(DIRECTIONS FOR THIS TASK):
Write out an exact copy of the line with "isc logo, writing" and of each line after it, through the end of the records below.
┌─ INFORMATION SUPPLIED
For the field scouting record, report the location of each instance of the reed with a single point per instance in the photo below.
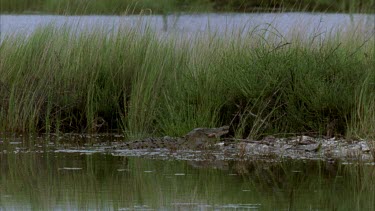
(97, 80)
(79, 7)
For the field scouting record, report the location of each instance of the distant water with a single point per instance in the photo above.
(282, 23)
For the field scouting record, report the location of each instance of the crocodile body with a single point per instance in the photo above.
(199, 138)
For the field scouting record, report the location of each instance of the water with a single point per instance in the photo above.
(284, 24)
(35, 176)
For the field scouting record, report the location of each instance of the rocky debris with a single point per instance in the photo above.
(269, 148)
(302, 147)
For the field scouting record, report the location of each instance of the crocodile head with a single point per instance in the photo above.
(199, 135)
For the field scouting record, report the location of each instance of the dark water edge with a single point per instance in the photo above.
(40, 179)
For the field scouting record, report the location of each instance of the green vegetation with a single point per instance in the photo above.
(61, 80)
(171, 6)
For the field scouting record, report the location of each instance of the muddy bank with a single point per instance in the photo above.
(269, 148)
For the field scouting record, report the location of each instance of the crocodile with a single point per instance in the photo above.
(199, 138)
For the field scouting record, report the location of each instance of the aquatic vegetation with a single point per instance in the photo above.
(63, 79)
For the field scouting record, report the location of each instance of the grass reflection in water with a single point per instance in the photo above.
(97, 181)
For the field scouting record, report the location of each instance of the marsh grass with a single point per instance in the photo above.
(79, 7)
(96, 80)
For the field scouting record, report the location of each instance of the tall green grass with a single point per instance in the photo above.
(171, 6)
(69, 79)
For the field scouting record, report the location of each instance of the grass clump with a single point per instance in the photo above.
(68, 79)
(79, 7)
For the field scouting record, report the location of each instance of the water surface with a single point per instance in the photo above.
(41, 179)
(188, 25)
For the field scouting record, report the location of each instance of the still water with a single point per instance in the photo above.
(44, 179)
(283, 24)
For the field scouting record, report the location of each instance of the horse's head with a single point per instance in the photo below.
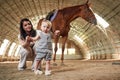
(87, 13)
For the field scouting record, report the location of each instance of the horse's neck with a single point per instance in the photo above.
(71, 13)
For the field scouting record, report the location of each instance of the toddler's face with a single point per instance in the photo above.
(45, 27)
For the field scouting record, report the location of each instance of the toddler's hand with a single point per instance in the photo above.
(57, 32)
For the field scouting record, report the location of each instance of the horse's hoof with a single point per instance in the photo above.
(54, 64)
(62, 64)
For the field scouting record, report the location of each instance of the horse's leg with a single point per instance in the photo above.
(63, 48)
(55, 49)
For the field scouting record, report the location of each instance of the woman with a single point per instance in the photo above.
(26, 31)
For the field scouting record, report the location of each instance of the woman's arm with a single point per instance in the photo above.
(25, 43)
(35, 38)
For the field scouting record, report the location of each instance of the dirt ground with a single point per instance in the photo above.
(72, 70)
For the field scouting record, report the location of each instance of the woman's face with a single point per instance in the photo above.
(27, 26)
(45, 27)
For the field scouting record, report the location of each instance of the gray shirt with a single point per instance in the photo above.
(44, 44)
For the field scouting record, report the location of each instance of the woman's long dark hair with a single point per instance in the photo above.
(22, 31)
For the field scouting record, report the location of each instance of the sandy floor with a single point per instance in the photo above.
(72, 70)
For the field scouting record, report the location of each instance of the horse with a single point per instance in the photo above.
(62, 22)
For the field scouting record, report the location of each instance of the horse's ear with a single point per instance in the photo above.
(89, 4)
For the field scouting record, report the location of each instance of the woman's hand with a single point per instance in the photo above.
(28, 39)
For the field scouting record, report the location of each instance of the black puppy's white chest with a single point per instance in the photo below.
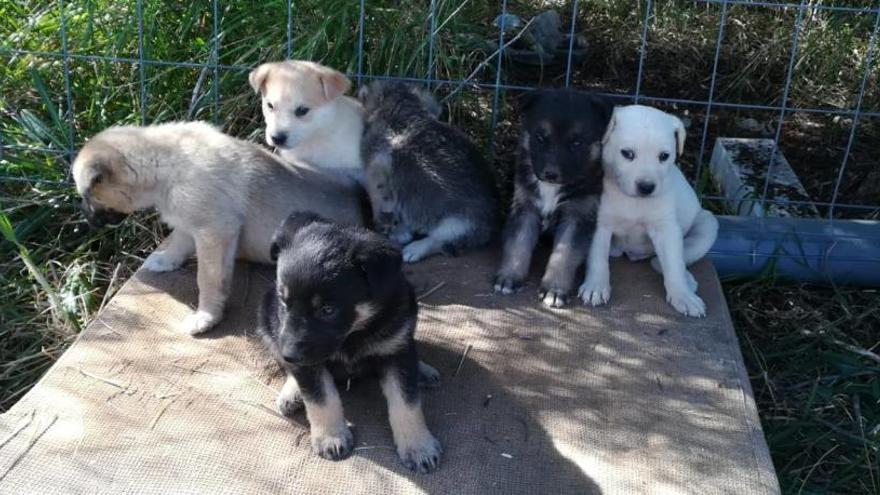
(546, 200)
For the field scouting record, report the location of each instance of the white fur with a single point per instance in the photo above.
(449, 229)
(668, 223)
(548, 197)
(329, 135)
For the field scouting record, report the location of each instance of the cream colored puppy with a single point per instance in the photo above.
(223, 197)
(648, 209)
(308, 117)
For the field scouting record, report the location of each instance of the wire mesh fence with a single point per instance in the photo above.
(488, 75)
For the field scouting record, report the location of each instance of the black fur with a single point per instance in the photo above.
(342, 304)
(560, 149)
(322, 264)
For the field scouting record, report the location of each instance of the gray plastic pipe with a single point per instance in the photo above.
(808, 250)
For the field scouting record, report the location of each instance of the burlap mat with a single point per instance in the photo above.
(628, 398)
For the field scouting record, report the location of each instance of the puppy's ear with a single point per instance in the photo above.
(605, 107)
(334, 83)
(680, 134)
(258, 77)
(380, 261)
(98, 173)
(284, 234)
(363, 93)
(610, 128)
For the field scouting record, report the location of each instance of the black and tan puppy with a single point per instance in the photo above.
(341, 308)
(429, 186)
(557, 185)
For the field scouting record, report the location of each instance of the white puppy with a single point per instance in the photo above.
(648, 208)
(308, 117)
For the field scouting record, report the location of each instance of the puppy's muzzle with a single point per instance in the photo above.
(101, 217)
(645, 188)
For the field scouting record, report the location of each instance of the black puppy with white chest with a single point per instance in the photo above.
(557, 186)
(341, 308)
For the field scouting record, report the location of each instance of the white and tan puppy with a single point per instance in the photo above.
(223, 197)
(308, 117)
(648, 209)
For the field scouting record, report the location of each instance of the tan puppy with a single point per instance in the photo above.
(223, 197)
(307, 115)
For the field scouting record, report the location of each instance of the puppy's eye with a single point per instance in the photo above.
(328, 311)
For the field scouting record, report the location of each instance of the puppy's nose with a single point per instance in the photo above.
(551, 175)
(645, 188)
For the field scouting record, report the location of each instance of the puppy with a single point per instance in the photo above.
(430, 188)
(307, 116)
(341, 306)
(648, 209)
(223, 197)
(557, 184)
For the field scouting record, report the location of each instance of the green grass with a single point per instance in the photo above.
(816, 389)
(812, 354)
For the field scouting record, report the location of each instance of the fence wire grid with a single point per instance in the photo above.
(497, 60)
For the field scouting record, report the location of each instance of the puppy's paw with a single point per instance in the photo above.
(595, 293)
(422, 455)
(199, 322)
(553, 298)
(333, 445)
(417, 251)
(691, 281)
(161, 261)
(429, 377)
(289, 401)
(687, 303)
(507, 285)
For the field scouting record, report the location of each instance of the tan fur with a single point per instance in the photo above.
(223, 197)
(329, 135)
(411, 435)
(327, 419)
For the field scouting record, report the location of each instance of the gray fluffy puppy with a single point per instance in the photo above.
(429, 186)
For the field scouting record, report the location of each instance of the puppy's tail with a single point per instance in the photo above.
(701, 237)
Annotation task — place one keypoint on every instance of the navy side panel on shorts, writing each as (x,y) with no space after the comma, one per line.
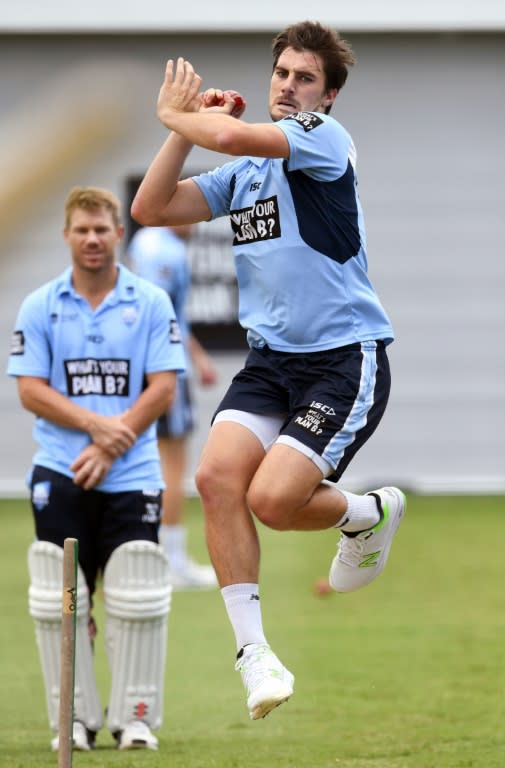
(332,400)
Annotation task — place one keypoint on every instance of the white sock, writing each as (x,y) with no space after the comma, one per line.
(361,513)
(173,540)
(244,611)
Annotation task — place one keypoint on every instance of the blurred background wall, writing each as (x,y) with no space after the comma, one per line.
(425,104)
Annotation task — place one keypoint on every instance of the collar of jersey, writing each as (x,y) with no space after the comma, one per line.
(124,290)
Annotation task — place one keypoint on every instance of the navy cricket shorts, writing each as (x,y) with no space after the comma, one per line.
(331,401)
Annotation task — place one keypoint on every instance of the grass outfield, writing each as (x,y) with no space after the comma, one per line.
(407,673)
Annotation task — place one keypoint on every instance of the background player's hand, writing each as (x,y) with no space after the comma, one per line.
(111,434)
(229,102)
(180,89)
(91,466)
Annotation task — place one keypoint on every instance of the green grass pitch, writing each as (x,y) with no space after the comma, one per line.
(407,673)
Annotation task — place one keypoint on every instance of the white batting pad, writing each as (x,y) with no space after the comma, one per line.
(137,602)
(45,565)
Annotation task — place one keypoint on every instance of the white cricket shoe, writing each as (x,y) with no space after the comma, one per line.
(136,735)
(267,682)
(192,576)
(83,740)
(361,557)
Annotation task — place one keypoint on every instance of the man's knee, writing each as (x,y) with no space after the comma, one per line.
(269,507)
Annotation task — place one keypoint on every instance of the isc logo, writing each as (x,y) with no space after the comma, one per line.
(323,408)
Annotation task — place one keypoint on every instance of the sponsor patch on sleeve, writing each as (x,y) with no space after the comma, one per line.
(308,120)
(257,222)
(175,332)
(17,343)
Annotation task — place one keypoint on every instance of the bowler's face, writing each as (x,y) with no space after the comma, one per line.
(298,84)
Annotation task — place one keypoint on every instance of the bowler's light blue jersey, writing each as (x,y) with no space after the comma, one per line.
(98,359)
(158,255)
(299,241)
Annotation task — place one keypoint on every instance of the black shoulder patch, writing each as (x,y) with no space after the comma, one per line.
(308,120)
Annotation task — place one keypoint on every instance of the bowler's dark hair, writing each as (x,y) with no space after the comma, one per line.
└─
(WRITTEN ANSWER):
Annotation task — place one keypoint on every instance of the isc logo, writing each as (x,y) with no space after the comma, one per line.
(323,408)
Annotation task — place one keypoint on every instance of the sponsor patch on sleeve, writing each as (x,y) with no space after the comma, one per line.
(308,120)
(257,222)
(175,332)
(17,343)
Annotation task — place one keypoint on every instance of the bowler's face, writing each as (x,y) with no space after the comma, one per line.
(298,84)
Annotation task — place one keypoint on every instance of the bowler's light blue jersey, writing each as (x,y) with no space after the comma, one per line.
(98,359)
(158,255)
(299,241)
Annotation task — place one keypoint on every instance of the black shoulder patch, writing each as (x,y) with no space after the comma, one per line.
(308,120)
Annotation task — place one keypoint on every instance of the bowler's dark hair, writing each as (x,y) with no space after the comma, one per line.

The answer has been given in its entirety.